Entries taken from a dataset
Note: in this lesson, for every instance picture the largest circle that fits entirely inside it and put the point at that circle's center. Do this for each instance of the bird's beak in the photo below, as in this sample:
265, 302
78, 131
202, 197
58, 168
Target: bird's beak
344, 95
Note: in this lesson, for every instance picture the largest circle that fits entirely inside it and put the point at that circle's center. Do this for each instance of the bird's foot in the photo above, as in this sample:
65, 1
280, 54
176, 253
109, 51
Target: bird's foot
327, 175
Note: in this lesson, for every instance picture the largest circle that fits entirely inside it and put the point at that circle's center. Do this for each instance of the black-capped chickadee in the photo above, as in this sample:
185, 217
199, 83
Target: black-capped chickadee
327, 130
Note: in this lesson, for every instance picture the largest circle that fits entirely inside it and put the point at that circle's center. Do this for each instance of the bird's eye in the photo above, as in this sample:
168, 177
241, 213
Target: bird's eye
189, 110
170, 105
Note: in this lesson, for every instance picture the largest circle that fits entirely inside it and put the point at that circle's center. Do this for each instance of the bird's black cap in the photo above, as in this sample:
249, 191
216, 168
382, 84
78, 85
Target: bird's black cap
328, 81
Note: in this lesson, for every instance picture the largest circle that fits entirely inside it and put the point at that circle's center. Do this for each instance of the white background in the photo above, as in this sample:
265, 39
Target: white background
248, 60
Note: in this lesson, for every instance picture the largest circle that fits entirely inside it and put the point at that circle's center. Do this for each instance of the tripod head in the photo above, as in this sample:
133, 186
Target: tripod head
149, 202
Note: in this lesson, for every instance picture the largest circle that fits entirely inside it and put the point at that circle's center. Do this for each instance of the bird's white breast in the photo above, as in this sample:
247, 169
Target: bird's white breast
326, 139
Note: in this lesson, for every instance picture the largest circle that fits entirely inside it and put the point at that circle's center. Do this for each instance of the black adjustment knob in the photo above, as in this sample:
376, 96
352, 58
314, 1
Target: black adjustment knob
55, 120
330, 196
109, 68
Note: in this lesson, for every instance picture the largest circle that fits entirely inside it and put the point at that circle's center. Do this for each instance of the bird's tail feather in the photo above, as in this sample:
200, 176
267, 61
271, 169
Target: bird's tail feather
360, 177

▶ _DIRECTIONS FOR THIS TASK_: Retype every one of the lines above, reproducing each character without any change.

▶ _EXPECTED ANSWER_:
Note: in this lesson, for every instance picture the largest circle that fits entirely inside it and put the point at that circle's center. Do this for each instance of the bird's beak in the photo below, as in this sample:
265, 302
78, 131
202, 197
58, 168
Target: bird's beak
344, 95
Note: in this lesson, for every instance picture the largest circle that fits entirely inside it and put the point at that circle's center. Do this for each instance of the bird's foot in the photo above, as in this sample:
65, 1
280, 54
176, 253
109, 51
Target: bird's foot
327, 175
Note: in this lesson, for every instance picture the largest circle that fits entirely inside it and put the point at that circle's center. Do this for each instance of the black-capped chickadee in the photo above, as in this sample:
185, 217
199, 83
Target: black-capped chickadee
327, 130
Note: in this lesson, for every instance picture the largest circle that fits entirely inside it and put the point at that circle's center. Do this for each instance of the bird's eye in the photo above, as in this sample:
168, 177
241, 213
Target: bird's eye
189, 110
170, 105
Note: in this lesson, for every instance picture the largest circle that fits entirely inside it and put the point at that circle's center. Do this for each instance of the bird's black cap in the photo above, as in this sample:
249, 191
216, 168
382, 84
78, 85
Target: bird's black cap
328, 81
Note: in this lesson, for every instance picture the largest circle that fits entirely inside it and put the point at that circle's center. Do this for each instance of the white background in the photo above, as in this sample:
265, 39
Target: white background
248, 60
Note: in this lesson, for every instance picture the largest circle that fits entirely inside it and put the point at that circle's center. Do this for each instance of the tripod head in the photo above, as in this sample:
133, 186
Target: tripod head
149, 202
Note: in this lesson, for every instance picture the largest circle that fits entirely inside it and put the point at that circle's center. Do this for each instance of the bird's white breast in the photo above, as in this sample:
247, 169
Target: bird's white breast
326, 139
Note: in this lesson, for every instance picture the largest circle that fits entirely inside it and put the point at that circle's center. Do this for each instance of the black adjustment knob in the photo above, as in this sample:
376, 96
352, 58
314, 1
Target: black adjustment knob
55, 120
330, 196
109, 68
Note: in this lesson, for every instance picture the largest circle that fits entirely inside it and put the point at that circle's center. Do this for each instance of the bird's tail feather in the photo above, as in this sample:
200, 176
267, 61
271, 169
Target: bird's tail feather
360, 177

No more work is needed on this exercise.